::: Text extract :::

He thus dexterously sums up the essential teachings from The Mahabharata, which provides its readers with the ultimate philosophy behind life and living.
Today, nobody knows my whereabouts,
Some say I am still working at
Dadar Dance Bar.(p 71).

 This poem can be compared to an image, and the reader must possess the eye to comprehend the original piece of literature through the image. One is immediately reminded of Plato’s “Theory of Forms or Ideas.” It is a morsel that can be masticated for long. Just like writing, reading too is a lonely pursuit until there is “illumination”:
Others say I was last seen doing fusion pole dance
in the holy gardens of Addis Ababa. (p 71)

The last section of this collection –Submission To the Good Barbarian” and the last poem “Fascism, Fascism, Fascism”, works its way where words are absent and makes space for loudness of thought. Ashwini not only replays the affront but also makes the moot point, almost in the manner of a metaphysical conceit that effects a shock,
The idea was to arouse hatred and
thirst for blood to gain insight into the innocence of our evil
actions (p75).


 In a way the poems in this collection have no stable poetic forms and often migrate in unpredictable and whimsical ways. It is paradoxical in nature---physical and mystical like conjoined twins. Ashwini’s poems blur prose-poetry boundaries and create something like hybrid spaces where one does not worry about the craft in the conventional sense. This is what poets call the highest form of beauty in which “what eats is eaten, / and what is eaten, eats/in turn.” (Taittirya Upanishad)!

::: Information shown :::

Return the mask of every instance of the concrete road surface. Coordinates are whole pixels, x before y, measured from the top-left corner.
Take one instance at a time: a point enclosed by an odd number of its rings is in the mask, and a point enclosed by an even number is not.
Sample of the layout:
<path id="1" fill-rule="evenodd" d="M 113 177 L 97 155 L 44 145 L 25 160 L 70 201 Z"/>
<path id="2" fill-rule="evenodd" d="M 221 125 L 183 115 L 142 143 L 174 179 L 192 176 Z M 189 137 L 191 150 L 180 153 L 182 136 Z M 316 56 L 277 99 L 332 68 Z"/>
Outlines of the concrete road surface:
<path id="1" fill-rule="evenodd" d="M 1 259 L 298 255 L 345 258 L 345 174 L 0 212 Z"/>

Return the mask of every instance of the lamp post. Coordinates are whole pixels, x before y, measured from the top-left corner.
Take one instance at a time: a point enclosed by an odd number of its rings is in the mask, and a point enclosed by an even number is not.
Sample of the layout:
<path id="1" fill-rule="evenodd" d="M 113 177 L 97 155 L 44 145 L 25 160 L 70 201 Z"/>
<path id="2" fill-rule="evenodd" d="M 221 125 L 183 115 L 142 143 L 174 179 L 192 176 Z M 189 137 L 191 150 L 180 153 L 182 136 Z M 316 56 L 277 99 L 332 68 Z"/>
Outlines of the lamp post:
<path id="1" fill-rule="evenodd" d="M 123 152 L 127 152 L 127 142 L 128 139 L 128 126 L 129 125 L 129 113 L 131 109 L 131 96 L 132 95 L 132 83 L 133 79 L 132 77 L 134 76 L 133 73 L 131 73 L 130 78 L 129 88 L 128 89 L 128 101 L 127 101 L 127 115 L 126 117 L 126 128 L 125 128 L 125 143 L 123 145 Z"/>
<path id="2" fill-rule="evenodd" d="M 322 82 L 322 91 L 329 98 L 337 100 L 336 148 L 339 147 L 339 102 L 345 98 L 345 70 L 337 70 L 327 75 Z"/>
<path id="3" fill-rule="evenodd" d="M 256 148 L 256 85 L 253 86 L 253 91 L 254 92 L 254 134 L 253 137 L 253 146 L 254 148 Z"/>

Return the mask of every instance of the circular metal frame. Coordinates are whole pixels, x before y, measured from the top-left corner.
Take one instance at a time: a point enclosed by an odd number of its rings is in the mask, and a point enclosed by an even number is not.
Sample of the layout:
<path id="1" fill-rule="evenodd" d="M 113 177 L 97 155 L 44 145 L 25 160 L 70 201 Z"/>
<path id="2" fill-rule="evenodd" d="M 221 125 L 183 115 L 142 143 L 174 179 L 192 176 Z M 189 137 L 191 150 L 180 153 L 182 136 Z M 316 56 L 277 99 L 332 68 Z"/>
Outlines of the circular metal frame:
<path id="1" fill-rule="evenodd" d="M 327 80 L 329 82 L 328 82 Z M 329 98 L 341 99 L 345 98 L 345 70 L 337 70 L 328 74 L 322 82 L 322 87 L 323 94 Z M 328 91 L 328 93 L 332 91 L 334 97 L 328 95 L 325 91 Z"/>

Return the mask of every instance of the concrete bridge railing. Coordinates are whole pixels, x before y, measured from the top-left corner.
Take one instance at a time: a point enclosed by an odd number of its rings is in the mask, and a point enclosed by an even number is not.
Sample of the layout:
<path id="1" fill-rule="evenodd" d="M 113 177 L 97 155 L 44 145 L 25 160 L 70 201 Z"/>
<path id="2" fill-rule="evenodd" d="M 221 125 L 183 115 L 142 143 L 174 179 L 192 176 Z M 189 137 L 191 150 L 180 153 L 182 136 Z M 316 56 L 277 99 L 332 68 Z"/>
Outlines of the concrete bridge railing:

:::

== Task requirements ==
a - Duplicate the stretch of the poetry review from "He thus dexterously" through "life and living.".
b - According to the poetry review, how do Ashwini's poems come to create something like hybrid spaces? Answer in one to three sentences.
The records aren't needed for any of this work.

== Outputs ==
a -
He thus dexterously sums up the essential teachings from The Mahabharata, which provides its readers with the ultimate philosophy behind life and living.

b - Ashwini's poems blur the boundaries between prose and poetry. This creates hybrid spaces where one does not worry about the craft in the conventional sense.